*Extracted information*:

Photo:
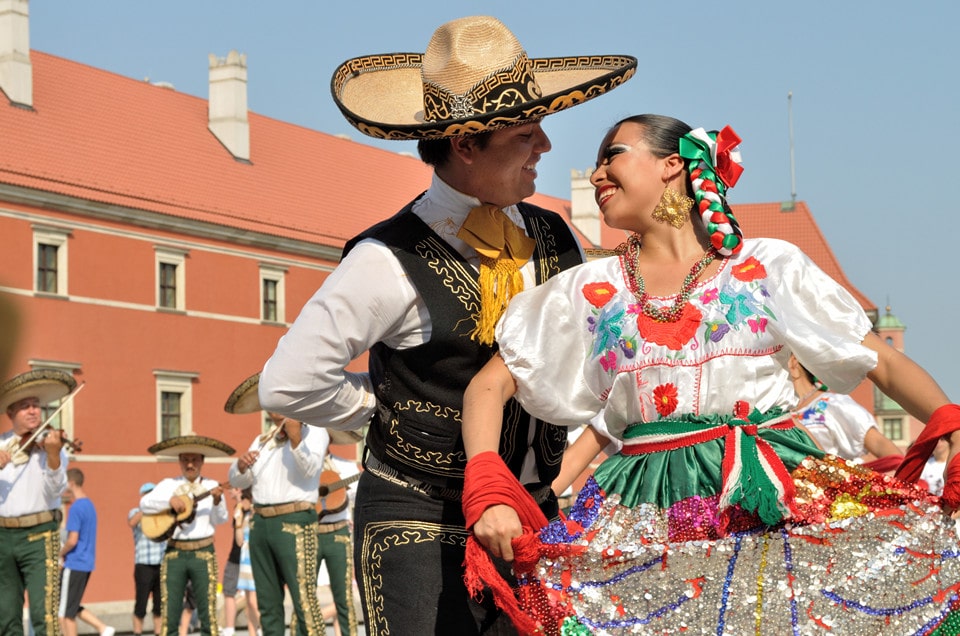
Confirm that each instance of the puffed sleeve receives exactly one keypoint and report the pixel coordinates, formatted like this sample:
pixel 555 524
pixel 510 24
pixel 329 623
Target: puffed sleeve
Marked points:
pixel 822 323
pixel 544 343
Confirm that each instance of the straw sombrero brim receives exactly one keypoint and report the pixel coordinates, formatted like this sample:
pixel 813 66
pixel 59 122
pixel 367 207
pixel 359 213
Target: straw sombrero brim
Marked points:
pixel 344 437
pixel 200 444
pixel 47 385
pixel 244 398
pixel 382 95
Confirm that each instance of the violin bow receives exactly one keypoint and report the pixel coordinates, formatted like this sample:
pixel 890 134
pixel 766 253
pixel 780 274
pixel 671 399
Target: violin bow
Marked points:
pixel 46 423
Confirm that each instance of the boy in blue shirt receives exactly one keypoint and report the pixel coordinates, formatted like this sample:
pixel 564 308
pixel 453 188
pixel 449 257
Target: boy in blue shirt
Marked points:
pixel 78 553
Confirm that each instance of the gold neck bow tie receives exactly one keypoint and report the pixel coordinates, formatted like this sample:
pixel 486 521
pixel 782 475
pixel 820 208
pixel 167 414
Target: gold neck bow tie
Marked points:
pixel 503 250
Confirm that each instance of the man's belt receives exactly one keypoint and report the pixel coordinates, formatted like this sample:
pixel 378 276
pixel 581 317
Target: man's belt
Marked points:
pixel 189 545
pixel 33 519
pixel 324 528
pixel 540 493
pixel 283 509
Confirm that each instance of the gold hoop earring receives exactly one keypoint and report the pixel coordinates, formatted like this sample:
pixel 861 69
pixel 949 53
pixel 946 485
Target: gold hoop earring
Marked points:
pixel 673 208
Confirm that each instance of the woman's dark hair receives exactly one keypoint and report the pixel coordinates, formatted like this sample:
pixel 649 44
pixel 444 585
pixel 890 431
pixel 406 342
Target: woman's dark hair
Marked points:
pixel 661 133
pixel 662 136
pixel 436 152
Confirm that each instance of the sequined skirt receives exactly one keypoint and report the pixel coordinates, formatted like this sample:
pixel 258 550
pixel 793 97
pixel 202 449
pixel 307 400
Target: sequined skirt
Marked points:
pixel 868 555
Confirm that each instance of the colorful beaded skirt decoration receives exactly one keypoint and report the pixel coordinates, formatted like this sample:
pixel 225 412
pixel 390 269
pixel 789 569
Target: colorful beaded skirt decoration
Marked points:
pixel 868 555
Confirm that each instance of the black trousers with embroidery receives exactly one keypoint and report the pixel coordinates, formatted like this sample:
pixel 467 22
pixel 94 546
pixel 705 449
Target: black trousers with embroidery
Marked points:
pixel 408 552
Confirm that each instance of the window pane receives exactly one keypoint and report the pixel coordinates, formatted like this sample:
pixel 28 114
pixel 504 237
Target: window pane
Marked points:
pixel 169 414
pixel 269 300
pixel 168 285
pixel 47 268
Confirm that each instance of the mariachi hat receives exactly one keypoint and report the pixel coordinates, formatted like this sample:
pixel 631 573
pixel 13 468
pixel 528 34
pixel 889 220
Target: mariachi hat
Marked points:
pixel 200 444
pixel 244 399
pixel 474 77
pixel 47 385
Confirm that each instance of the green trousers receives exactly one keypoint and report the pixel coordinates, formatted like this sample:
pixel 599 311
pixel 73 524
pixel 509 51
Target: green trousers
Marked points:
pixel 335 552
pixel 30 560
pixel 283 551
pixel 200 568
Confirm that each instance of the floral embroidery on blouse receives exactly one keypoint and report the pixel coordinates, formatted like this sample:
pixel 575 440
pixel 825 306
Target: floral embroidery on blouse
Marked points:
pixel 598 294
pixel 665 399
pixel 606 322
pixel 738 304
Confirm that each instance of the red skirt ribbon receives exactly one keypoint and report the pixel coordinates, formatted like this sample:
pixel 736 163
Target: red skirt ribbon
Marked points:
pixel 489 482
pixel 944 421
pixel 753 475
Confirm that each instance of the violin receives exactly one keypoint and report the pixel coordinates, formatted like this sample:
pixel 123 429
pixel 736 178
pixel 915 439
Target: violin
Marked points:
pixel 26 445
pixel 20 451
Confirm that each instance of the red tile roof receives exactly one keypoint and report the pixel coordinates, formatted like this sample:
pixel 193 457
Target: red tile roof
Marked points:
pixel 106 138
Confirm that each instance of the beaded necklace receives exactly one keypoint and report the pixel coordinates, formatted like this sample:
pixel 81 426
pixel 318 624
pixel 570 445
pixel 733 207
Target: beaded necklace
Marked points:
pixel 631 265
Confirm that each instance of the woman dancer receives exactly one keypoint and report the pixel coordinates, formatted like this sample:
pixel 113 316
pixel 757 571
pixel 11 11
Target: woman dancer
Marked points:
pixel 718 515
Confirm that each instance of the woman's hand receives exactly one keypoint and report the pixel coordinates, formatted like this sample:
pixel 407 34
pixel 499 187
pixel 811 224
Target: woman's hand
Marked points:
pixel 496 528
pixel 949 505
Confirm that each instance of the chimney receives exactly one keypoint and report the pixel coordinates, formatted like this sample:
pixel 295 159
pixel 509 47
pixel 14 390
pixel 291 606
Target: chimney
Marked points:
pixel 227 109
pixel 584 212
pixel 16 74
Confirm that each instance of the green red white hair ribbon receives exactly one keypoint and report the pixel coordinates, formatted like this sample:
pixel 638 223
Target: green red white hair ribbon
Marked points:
==
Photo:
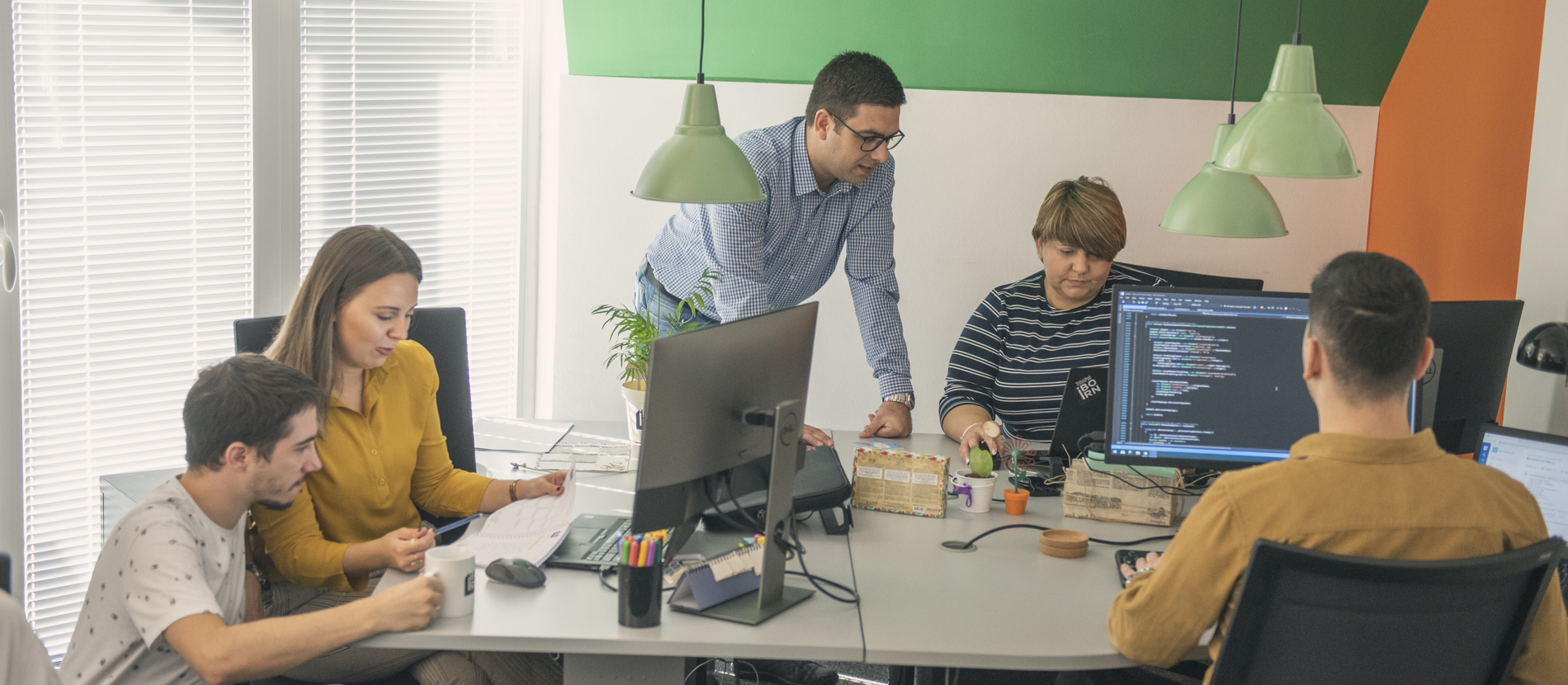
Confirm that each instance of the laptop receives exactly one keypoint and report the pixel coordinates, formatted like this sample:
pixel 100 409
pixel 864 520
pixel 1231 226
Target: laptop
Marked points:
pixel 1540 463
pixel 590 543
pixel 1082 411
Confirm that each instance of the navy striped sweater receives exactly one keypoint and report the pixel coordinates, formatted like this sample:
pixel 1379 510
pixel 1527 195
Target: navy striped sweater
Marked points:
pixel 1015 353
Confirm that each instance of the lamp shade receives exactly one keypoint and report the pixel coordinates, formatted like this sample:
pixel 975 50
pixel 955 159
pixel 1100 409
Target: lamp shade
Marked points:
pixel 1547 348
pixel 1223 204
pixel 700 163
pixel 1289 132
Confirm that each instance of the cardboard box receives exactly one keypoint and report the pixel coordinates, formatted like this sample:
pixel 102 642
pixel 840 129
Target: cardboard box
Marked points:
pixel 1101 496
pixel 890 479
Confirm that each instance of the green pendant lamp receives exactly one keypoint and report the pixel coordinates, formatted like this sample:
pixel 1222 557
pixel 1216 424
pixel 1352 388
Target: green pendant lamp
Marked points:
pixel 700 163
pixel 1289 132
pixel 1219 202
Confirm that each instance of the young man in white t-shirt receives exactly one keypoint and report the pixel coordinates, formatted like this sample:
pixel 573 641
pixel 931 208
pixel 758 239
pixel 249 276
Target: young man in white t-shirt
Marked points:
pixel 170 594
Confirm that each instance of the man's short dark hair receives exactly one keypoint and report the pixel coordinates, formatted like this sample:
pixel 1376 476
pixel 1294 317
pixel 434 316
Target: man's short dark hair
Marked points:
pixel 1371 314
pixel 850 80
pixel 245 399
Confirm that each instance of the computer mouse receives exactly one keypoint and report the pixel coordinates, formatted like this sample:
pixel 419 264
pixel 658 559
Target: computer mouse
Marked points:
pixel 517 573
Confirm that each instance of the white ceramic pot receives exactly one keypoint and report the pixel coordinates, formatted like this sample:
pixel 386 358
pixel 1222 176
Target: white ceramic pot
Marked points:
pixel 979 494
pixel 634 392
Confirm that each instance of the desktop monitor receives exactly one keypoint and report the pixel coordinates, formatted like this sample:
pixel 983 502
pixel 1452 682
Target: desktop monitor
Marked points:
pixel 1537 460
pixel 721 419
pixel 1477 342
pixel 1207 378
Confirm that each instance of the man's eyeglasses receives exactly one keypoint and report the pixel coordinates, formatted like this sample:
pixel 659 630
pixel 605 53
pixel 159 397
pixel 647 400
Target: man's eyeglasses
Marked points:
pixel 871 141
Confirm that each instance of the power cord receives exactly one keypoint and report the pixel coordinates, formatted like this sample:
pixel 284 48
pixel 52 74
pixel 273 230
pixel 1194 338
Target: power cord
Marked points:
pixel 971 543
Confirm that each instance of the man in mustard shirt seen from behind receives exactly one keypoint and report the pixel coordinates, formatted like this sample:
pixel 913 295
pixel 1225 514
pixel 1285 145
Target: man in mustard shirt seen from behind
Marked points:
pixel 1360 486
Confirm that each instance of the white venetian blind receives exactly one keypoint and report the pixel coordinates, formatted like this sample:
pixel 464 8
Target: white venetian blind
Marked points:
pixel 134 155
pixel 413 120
--
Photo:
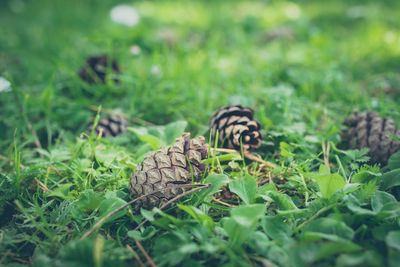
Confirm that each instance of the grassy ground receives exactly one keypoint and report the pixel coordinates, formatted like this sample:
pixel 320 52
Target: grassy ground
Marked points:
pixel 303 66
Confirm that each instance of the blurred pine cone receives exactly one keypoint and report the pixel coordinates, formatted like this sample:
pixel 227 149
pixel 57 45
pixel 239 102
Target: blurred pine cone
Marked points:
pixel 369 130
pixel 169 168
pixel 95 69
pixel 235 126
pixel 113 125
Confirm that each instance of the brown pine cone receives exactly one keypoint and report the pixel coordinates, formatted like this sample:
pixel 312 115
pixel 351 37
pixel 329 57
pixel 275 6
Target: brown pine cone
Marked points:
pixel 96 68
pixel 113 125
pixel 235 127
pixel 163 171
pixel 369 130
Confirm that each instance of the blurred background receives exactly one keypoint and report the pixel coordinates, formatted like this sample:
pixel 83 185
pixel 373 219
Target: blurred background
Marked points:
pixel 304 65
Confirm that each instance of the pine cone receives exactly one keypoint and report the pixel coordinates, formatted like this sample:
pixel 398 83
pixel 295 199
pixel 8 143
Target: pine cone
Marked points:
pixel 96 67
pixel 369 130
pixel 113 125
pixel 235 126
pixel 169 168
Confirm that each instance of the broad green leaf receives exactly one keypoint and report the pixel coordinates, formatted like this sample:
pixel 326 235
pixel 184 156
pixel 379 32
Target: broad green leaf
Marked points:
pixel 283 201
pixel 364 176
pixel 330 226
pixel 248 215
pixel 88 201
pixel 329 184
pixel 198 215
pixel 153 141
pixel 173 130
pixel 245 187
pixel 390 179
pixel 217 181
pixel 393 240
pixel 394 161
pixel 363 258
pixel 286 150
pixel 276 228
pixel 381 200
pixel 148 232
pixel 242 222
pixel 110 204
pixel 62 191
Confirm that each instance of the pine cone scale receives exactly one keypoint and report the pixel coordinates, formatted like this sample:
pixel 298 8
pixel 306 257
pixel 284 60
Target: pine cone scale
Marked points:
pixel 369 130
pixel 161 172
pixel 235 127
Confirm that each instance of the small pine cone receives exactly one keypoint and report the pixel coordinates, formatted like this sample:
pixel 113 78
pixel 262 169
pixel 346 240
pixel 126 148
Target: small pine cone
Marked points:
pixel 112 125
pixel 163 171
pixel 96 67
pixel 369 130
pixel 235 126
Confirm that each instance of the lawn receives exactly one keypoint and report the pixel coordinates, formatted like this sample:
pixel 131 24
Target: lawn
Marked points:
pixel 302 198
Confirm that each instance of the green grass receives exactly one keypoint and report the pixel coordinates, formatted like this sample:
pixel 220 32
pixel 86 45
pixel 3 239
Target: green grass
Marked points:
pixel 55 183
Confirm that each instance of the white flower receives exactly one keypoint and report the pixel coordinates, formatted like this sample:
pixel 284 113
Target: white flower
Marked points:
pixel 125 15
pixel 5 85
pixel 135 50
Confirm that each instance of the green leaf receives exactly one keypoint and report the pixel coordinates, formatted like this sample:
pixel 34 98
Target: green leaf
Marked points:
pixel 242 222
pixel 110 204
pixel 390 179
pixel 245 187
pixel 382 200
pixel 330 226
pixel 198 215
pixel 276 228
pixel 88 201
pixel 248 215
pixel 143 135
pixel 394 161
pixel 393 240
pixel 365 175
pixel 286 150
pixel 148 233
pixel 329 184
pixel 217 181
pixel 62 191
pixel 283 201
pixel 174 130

*Aim*: Echo the lines of the data above exactly, from the line with "Confirm that each instance of the lamp" up to and including the line with "pixel 1219 202".

*Exercise result*:
Confirm that each instance of the lamp shade receives exactly one keypoint and report the pixel coordinates, formatted like this sample:
pixel 975 50
pixel 955 159
pixel 1100 409
Target: lamp shade
Marked points:
pixel 1547 348
pixel 1223 204
pixel 700 163
pixel 1289 132
Confirm that each instance of the cardboard box receives exactly one keypoint and report the pixel coordinates, formatted like this sample:
pixel 102 642
pixel 840 129
Target: cardboard box
Marked points:
pixel 1101 496
pixel 890 479
Confirm that each instance of the green pendant lamp receives exactly one keypoint and report the pixel coordinates, formatted like this sample:
pixel 1222 557
pixel 1216 424
pixel 1352 388
Target: green pendant lamp
Marked points:
pixel 700 163
pixel 1289 132
pixel 1219 202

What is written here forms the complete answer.